Written tasks:
- A) Answer each question from the text on legal research for psychologists, one answer per line, marked (i), (ii), (iii):
(i) According to Grisso and his colleagues (1982), for whom is proficiency with legal research of particular importance?
(ii) What does the chapter provide to help legal psychologists attain competence with the law and legal materials?
(iii) In the quoted passage from Ogloff (2001), what kind of understanding should psychologists who work in the legal psychology area have?
- B) Continue the text on legal research for psychologists, beginning after its final sentence.

Skill in performing legal research is central to gaining this requisite legal knowledge. As Grisso and his colleagues (1982) have argued, proficiency with legal research is of particular importance for those
who will be performing psychological research on legal issues, since the relevance of their research will often depend on the care with which their studies are grounded conceptually in matters of law and legal precedent. Similarly, it is unlikely that professionals will stay abreast of the law that controls their practice unless they know where to “find” the law, how to interpret it, and how to keep abreast of any amendments to it. (p. 272)
To help legal psychologists attain this necessary competence with the law and legal materials, this chapter provides an introduction to the sources of law and the processes of legal research. Before probing the particulars of the structure of the law and how to do legal research, we describe in more detail the importance of legal research for legal psychologists.
Knowledge of the Law
Across legal issues, areas of psychology, and professional roles, a working knowledge of the law that is relevant to one's area of research or practice is indispensable.
While it may not be essential for every legal psychologist to have extensive training in law, it is important that psychologists who work in the legal psychology area have an in-depth understanding of the law that pertains to their own areas of work.(Ogloff, 2001, p. 11)
Without such an understanding of the relevant law, legal psychologists cannot be effective. In order to acquire this meaningful understanding of the law, researchers, practitioners, and experts all need to be able to conduct legal research. Effective legal research enables psychologists to design research programs that will be relevant to law and legal decision making, to frame and disseminate the results of psycholegal research in ways that will have meaning for legal actors, to identify broader questions that are of interest to the law and into which psychology can offer important insights, and to comply with ethical guidelines that call for an understanding of the law related to the relevant research or practice area.

Data:
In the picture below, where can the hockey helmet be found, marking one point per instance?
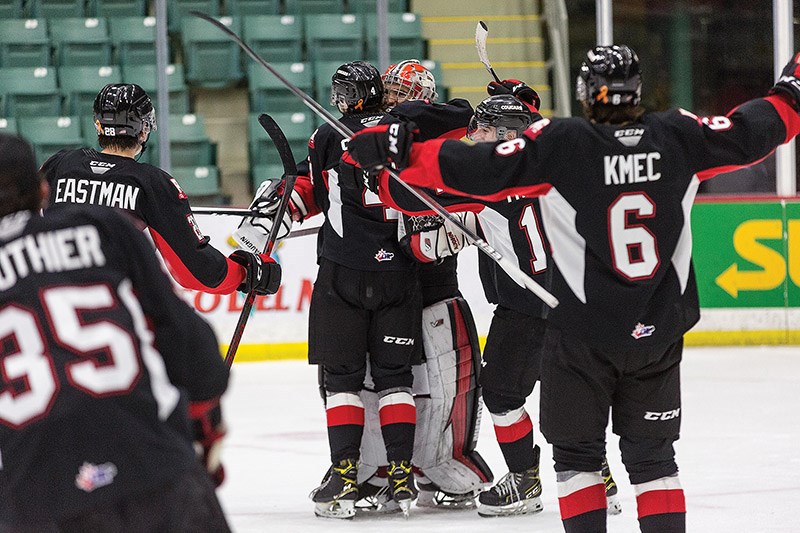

In response:
- A)
(i) Those who will be performing psychological research on legal issues.
(ii) An introduction to the sources of law and the processes of legal research.
(iii) An in-depth understanding of the law that pertains to their own areas of work.

- B)
Designing Research With Relevance to Law
A primary reason why psychologists working on legal topics must be familiar with the sources of law and how to do legal research is that it is difficult to design research that will be of relevance to legal doctrine, legal process, or policy debates in law without a grounding in the relevant law and practice. In order to design sophisticated research that addresses important legal questions in ways that are attuned to nuances in the law, researchers need to be aware of the relevant law and how it operates.
Wiener and his colleagues (2002) reviewed the research submitted to and published in Law and Human Behavior and found that the most common independent variable was the manipulation of a legal rule—with many studies examining the effect of a particular legal rule on judgments and decisions—and that almost all the studies published included some legal measure as a dependent variable. To design such studies well, it is important to know the relevant legal rules, their nuances and exceptions, and how they are applied. Similarly, it is important to know the legal meanings of the pertinent legal constructs. For example, without a working knowledge of how line-ups are conducted and of the legal rules governing them, it is difficult to design a study of eyewitness identification that will have relevance to such procedures. Indeed, it has been by careful attention to such details that research on eyewitness identifications has had an impact on the legal system (Wells et al., 2000).
Unfortunately, legal psychologists have not always operated with a highly developed sense of the law—either its substance or the relevant procedure (Ogloff, 2001; Weiten & Diamond, 1979). To the extent that the measures that are created or the research procedures that are employed diverge from their legal counterparts, the research may be difficult to apply to the legal context. Research that employs measures and procedures that differ from the corresponding legal constructs and procedures should not be dismissed out of hand, nor, however, should such research be accepted uncritically. Instead, a more careful analysis is required. The key to this analysis is to examine whether the departure from the particular legal constructs or context at issue is a departure that has important implications for the interpretation and application of the research results.
Of particular concern would be instances in which the departure is likely to lead to different patterns of effects (see Robbennolt, 2002). For example, if an impoverished measure of a legal construct is likely to lead to a different set of results than a measure that is more legally informed—such as finding an effect when the impoverished measure is used, but not when the legally informed measure is used, or vice versa, or obtaining effects that point in opposite directions when using the two measures—application of the results obtained using the impoverished measure in the legal context cannot be done with a great deal of confidence. Similarly, naïve mistakes about the law—for example, conflating measures of guilt on the one hand and sentencing on the other (Weiten & Diamond, 1979) or misunderstandings of the factors that are relevant to a particular legal decision task—present problems for application of the research to the legal context.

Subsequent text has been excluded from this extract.